=== DATA SECTION ===
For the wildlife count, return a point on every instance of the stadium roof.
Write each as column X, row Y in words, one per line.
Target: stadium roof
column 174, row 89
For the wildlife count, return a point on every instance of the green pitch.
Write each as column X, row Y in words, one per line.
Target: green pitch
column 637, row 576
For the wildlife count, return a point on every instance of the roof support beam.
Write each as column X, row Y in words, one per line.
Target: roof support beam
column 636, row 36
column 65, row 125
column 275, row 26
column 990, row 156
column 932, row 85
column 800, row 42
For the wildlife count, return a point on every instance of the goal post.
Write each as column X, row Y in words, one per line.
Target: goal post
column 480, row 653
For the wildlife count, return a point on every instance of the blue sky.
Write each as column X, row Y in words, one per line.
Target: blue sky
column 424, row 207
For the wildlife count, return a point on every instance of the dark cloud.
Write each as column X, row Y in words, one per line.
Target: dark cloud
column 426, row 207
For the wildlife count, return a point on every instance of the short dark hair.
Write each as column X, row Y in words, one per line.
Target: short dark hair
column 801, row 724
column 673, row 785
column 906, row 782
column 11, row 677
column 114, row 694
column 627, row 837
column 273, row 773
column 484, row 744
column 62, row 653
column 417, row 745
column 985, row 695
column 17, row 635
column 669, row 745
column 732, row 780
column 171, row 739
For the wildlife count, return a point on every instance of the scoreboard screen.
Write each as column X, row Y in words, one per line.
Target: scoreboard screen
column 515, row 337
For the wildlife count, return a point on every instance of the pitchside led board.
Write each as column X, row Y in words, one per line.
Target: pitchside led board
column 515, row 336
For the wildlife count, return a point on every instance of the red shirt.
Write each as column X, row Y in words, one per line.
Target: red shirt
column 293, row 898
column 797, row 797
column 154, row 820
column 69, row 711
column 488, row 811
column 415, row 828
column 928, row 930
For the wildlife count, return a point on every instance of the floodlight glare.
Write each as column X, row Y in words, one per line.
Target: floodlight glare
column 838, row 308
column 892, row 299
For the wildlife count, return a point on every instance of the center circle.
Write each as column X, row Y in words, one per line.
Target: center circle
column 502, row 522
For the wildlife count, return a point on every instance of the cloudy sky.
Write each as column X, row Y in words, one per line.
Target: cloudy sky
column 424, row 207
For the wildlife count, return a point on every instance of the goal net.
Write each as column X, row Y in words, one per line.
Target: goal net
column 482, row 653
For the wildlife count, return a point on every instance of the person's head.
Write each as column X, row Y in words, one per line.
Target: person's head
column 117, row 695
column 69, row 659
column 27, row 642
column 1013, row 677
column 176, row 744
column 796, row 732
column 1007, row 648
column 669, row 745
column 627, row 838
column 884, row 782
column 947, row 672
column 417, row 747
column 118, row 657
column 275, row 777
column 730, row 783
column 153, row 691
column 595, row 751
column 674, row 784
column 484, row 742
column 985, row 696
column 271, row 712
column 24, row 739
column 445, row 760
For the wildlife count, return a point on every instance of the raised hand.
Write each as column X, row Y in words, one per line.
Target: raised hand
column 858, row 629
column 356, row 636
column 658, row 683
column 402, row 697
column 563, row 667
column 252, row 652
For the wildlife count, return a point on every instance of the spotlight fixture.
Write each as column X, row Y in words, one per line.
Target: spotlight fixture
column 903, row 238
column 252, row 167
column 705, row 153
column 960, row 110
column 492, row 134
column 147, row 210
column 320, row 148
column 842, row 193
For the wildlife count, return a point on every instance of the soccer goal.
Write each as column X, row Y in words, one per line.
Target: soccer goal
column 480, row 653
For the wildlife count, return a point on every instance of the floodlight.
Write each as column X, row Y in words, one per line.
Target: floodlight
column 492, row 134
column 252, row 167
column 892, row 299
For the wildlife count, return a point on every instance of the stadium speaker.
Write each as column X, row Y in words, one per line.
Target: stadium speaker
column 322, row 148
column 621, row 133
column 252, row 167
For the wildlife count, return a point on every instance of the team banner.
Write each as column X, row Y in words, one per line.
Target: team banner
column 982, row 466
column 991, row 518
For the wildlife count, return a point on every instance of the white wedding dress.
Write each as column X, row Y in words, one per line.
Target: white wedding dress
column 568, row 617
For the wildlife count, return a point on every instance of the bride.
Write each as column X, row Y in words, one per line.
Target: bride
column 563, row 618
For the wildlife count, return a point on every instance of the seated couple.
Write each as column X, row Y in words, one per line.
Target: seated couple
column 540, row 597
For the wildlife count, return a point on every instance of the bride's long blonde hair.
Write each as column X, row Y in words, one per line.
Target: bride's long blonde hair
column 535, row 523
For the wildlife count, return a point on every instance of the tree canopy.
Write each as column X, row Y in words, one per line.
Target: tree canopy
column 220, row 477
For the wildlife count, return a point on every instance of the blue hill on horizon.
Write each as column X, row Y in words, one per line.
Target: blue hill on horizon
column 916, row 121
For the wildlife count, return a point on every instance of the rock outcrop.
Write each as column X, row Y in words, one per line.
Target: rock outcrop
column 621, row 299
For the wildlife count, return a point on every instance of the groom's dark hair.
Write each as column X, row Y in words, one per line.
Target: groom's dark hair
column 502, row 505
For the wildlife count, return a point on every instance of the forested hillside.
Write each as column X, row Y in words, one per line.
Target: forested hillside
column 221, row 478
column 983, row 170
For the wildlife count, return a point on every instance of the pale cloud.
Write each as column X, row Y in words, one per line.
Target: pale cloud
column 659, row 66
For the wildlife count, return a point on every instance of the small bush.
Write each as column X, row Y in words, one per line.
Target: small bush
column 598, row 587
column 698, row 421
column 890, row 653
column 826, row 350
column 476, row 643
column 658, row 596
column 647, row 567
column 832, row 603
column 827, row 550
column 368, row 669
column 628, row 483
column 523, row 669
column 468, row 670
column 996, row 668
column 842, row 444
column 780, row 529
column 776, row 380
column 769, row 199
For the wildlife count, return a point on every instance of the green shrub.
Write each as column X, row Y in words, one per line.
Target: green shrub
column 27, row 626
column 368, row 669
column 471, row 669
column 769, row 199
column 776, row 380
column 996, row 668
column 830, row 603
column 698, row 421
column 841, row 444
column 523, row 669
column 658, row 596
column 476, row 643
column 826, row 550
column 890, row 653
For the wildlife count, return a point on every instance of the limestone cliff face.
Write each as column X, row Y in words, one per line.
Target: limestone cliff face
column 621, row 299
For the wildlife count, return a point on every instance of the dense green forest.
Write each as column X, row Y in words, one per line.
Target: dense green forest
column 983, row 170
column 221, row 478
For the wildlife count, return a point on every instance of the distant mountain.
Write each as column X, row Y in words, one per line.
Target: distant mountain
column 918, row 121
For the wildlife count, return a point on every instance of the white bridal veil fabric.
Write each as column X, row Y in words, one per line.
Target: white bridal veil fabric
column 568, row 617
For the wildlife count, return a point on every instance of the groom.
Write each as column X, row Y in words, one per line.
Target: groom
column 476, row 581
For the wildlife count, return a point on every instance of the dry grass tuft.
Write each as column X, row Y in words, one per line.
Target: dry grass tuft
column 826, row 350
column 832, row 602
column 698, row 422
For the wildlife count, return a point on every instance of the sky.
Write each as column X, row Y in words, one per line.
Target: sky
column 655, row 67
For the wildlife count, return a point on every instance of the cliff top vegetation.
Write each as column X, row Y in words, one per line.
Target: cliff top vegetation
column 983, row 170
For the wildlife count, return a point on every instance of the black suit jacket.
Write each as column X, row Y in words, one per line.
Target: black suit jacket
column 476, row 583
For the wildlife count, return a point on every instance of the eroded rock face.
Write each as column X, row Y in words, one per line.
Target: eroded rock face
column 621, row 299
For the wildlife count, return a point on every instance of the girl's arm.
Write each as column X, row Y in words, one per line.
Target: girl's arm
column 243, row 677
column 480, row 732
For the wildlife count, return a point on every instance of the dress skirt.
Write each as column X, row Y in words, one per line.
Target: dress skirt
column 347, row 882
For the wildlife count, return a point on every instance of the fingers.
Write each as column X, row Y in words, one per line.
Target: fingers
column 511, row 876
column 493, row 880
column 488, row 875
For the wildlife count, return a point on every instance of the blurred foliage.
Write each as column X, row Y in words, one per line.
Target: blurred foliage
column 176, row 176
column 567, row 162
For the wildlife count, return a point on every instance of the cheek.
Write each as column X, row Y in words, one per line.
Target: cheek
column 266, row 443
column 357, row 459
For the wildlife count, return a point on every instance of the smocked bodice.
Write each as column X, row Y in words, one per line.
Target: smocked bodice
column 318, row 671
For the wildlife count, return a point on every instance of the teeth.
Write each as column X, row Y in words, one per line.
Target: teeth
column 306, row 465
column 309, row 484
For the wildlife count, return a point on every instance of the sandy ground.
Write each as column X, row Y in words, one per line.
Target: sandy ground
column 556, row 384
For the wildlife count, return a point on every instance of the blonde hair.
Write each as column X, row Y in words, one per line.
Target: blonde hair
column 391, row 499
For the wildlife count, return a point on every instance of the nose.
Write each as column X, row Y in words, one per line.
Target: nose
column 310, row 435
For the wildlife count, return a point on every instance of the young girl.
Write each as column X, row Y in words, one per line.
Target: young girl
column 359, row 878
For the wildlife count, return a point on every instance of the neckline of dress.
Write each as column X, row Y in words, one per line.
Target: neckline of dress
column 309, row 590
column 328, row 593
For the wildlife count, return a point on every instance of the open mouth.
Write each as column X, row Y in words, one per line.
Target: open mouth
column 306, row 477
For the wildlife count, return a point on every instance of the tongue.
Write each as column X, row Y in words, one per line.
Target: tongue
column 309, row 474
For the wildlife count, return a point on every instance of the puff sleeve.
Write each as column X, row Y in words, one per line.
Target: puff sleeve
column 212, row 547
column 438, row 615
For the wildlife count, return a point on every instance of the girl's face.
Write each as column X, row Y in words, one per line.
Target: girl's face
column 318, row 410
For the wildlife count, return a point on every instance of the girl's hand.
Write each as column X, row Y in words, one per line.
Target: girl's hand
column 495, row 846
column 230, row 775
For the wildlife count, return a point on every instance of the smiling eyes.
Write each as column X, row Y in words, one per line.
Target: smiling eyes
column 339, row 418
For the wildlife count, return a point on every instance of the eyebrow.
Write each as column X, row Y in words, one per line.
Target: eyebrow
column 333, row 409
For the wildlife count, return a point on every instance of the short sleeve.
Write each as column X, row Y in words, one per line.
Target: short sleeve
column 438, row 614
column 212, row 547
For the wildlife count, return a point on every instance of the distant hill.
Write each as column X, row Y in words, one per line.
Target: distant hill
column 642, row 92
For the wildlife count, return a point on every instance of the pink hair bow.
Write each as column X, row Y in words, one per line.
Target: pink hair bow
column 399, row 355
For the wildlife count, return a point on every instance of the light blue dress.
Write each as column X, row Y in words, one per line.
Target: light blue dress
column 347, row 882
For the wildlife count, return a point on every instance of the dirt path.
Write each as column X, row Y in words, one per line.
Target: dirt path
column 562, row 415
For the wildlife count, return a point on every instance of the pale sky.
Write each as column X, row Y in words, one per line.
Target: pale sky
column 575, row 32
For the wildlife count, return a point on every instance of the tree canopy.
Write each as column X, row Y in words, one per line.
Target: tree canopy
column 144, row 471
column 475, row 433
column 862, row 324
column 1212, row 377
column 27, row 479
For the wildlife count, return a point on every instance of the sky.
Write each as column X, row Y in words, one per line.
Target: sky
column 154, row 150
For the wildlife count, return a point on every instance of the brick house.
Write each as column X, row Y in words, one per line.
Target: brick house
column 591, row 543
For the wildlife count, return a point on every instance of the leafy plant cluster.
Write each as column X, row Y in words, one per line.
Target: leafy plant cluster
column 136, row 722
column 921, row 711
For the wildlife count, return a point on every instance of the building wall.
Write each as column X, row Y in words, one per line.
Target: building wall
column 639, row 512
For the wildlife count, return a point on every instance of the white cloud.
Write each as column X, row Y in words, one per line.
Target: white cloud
===
Output exactly the lines above, from the one holding "the short sleeve." through the end of the data, including the first and last.

#### WRITTEN RESPONSE:
For the wildlife count, return a point on every instance of the short sleeve.
Write each as column X, row Y in words, one per line.
Target: short sleeve
column 438, row 614
column 212, row 547
For the wildlife count, return a point on every instance of the distant hill.
Write each as column X, row Y in words, one per line.
Target: distant hill
column 642, row 92
For the wildlife count, return a point on every instance of the pink hair bow.
Write each as column X, row Y in words, one per line.
Target: pink hair bow
column 399, row 355
For the wildlife count, return a point on every instance of the light blue dress.
Write each as column X, row Y in words, one per line.
Target: light blue dress
column 347, row 882
For the wildlife count, return a point on every instance of the dirt path.
Write each as column X, row Y in words, one per line.
Target: dirt path
column 562, row 415
For the wildlife count, return a point on every instance of the pale sky.
Write each as column X, row Y in words, one per line.
Target: pale sky
column 575, row 32
For the wildlife count, return a point on every instance of the tree canopy.
Write each as column X, row Y in words, one per line.
Target: tree canopy
column 144, row 471
column 475, row 433
column 862, row 324
column 1212, row 377
column 27, row 479
For the wildlife count, return a point on every instance of the sky.
Write each as column X, row Y in words, one per line.
Target: sky
column 154, row 150
For the wildlife count, return a point on every instance of the brick house.
Write each as column X, row Y in words, one per line.
Target: brick house
column 591, row 543
For the wildlife count, return a point on every instance of the leafy plant cluster.
Write each as column X, row Y in words, one per line.
Target: leafy plant cluster
column 136, row 722
column 921, row 711
For the wildlife count, return a point on every instance of the building wall.
Write each as column X, row Y in words, one per line.
Target: building wall
column 639, row 512
For the wildlife count, return a point on every instance of the white cloud.
Write each as column X, row Y in words, one per line.
Target: white cloud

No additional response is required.